> _GIVEN INSTRUCTION_
Find every line in the rows below that contains the string "building", matching case exactly, and copy each of those lines.

> _Some rows_
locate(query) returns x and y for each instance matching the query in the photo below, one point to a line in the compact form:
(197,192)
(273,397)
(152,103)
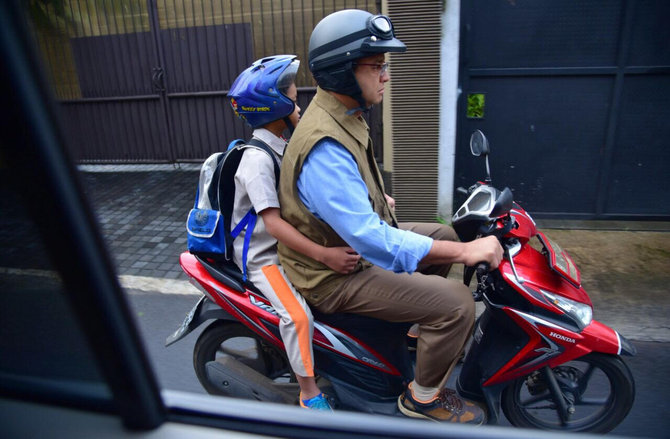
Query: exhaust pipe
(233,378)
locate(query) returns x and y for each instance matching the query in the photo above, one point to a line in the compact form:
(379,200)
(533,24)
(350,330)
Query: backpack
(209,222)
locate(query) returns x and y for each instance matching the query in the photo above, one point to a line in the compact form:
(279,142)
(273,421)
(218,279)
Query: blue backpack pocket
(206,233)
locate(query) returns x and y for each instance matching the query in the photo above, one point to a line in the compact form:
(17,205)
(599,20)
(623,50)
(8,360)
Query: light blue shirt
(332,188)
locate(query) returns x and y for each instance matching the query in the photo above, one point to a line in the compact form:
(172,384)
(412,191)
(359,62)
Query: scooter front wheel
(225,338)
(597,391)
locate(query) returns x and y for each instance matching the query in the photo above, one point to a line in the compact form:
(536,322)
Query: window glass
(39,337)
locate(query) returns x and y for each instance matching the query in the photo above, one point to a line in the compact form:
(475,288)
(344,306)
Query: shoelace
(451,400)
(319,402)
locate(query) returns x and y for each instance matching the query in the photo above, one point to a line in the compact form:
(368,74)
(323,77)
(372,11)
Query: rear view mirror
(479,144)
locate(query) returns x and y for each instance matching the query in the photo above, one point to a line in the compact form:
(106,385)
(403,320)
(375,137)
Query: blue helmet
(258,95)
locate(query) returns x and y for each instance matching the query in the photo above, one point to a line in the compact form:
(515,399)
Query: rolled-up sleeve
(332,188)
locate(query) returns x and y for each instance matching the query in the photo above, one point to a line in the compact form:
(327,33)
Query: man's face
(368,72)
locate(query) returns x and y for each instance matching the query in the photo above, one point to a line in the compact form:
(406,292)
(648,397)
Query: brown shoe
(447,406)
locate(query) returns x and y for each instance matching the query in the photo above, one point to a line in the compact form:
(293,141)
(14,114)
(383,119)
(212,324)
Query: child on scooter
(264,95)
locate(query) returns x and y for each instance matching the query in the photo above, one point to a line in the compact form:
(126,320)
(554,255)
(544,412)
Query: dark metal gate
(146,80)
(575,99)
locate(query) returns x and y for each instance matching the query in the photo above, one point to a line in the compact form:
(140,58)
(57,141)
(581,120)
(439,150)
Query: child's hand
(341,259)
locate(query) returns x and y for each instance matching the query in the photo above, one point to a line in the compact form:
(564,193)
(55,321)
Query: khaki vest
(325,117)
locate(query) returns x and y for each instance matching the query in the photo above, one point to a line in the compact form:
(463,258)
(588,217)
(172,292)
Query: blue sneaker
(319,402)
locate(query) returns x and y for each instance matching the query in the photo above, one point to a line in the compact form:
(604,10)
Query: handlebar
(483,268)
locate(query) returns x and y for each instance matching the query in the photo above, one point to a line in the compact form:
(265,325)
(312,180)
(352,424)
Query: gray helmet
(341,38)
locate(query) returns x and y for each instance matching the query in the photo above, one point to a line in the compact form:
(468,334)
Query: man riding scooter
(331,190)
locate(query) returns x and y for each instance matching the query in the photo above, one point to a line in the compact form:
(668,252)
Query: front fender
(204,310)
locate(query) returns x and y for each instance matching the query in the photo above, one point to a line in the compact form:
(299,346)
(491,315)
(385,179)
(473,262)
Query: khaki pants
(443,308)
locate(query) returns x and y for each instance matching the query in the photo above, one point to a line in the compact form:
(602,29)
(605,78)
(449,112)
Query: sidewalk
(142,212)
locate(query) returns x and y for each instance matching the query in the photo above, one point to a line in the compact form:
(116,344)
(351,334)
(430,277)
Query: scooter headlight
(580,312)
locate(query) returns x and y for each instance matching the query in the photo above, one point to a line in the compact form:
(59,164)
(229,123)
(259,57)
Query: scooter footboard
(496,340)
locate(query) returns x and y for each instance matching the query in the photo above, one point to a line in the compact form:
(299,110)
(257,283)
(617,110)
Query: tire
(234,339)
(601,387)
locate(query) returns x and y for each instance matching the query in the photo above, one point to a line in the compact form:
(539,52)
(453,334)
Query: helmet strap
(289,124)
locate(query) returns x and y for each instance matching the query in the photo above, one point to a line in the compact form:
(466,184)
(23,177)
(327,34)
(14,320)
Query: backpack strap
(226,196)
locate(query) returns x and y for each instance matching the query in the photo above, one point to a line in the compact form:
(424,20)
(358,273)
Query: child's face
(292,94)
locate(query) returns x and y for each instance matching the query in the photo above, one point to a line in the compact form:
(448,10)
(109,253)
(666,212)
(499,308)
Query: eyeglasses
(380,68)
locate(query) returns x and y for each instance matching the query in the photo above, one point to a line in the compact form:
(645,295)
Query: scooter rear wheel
* * *
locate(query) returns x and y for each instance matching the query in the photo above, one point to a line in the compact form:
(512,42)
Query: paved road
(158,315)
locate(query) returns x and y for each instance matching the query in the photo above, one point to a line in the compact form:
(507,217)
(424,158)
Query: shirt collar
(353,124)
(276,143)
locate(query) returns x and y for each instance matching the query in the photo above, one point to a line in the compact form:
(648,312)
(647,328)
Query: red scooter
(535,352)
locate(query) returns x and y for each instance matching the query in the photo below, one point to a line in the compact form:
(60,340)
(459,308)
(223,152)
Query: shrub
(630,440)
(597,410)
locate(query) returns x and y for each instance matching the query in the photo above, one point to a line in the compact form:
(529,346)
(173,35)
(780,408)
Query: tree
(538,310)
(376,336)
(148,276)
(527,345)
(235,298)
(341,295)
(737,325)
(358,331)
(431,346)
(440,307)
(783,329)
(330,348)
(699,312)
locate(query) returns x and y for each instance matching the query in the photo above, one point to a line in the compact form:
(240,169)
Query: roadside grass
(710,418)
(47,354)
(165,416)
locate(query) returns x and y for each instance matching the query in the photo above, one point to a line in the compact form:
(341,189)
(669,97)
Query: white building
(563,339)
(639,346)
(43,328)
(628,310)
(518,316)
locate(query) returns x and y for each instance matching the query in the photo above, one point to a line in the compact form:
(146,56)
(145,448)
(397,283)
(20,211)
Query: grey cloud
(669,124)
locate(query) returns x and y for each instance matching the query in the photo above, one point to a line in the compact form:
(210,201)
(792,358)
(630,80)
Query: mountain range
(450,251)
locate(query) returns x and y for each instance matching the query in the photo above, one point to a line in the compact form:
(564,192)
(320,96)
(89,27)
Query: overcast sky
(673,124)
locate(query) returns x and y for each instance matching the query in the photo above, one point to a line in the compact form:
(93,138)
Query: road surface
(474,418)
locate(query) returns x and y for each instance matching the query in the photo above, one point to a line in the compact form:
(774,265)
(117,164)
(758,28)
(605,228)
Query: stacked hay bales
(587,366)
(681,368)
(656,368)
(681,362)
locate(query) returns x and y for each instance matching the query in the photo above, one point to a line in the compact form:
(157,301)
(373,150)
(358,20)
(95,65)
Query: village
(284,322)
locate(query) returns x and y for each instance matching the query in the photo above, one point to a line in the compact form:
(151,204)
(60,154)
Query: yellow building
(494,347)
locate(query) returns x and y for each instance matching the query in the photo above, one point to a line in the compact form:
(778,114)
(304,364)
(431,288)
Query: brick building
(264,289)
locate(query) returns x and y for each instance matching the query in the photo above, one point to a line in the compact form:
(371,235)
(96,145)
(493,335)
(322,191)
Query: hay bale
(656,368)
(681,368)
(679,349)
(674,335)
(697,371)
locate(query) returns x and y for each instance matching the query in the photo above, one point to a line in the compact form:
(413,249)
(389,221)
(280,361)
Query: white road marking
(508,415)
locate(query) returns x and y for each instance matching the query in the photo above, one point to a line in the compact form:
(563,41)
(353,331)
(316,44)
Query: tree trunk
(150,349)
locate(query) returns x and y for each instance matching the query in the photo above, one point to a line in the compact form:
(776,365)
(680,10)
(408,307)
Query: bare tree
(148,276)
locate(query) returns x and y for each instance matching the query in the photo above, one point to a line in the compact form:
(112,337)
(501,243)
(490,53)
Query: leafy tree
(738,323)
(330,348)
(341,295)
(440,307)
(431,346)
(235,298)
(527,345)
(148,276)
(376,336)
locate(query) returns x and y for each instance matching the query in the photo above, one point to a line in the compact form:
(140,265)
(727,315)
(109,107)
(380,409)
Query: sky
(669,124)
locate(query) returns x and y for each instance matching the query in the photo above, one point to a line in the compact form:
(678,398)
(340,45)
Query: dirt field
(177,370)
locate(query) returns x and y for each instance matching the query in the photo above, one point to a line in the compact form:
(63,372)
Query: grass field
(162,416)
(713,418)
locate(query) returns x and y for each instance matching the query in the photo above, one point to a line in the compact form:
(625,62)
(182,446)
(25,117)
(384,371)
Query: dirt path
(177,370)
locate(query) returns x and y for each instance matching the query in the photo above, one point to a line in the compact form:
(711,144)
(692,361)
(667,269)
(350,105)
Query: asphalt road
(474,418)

> _TASK RESPONSE_
Query: white building
Query: yellow building
Query: brick building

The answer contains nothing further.